Starting with the line that contains "Where can you spot the blue sky?" and going on through the end of the data, write out every line again, keeping each one in place. Multiply each coordinate in the answers by 2.4 and round it to a whole number with halves rounded up, leaving all other text unchanged.

**Data supplied**
• • • • • • •
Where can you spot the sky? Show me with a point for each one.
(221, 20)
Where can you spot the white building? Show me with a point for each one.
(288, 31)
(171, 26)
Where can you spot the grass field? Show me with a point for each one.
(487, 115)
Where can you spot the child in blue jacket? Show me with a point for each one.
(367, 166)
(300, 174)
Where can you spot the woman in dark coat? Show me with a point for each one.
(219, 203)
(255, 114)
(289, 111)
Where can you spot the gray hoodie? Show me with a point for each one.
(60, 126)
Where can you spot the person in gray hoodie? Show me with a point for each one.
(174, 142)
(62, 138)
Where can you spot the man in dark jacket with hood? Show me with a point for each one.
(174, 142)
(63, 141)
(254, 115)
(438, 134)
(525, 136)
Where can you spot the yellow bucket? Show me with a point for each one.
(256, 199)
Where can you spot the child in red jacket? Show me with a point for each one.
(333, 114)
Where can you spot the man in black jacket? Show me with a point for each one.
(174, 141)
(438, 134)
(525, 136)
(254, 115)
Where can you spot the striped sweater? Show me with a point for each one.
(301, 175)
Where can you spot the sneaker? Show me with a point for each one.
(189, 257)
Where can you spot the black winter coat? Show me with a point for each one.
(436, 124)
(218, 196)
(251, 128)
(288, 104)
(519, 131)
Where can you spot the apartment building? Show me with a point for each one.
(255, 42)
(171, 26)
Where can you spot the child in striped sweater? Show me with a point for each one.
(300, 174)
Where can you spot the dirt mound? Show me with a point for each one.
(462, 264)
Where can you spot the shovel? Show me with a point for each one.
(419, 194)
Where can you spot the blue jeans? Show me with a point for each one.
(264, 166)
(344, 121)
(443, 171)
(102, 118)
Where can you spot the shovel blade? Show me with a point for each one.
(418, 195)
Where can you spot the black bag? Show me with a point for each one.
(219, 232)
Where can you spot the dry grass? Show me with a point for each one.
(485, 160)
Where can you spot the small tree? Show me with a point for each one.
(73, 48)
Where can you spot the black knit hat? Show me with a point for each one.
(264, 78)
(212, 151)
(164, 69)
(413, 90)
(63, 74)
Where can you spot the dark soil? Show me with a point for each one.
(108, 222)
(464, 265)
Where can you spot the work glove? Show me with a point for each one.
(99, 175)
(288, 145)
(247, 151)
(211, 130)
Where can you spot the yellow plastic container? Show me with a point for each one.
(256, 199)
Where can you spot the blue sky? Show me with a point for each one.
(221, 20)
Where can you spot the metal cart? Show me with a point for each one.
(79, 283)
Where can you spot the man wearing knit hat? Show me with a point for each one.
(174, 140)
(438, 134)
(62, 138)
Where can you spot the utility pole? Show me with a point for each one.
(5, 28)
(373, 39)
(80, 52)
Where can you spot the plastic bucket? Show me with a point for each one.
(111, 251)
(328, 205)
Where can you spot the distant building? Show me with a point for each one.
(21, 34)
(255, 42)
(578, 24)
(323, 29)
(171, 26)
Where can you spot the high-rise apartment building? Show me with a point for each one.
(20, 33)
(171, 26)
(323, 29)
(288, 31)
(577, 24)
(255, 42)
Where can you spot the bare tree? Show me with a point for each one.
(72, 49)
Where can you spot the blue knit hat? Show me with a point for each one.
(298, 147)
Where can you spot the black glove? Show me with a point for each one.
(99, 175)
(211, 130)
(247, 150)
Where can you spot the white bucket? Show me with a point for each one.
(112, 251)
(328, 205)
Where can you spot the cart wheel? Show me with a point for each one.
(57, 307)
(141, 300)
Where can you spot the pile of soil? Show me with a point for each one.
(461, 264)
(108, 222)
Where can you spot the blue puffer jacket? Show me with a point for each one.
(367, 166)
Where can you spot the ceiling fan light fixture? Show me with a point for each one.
• • • • • • •
**Output of the exercise**
Where can you spot the blue sky? Show me with a point for each one.
(530, 48)
Where can you spot the metal cart? Show me with a point for each one.
(190, 679)
Where can you spot the man wearing knit hat? Show me with a point for each one.
(418, 336)
(1051, 322)
(149, 331)
Where can you spot the utility pole? Show me with a point for each one.
(12, 67)
(895, 94)
(192, 125)
Where can you spot the plastic bucket? Show me with a point for each one.
(266, 602)
(787, 492)
Where can you spot the distant building? Show me with a point for each one.
(50, 82)
(612, 101)
(1387, 58)
(775, 70)
(410, 62)
Where can you spot the high-rise apartment building? Show me with a point for each one.
(48, 79)
(410, 62)
(775, 70)
(691, 74)
(1385, 58)
(612, 101)
Where can you spot the bare tree? Show me with a point for each one.
(173, 118)
Where can you spot the blue knit hat? Show me with a point for each one.
(715, 353)
Where can you spot the black glove? Show me with a point for each one.
(238, 420)
(506, 312)
(593, 360)
Where can you spot the white bucket? Show me with a point for each one.
(269, 602)
(787, 492)
Where can you spot the cart wheel? Show me with a point for each one.
(137, 737)
(338, 720)
Where can you spot the pile of soil? Show me with a point for each one.
(1106, 634)
(259, 533)
Where can you spot the blue puffer jacket? Show me with a point for each one.
(881, 398)
Where can you spot the ceiling fan light fixture? Show me with a point for each one.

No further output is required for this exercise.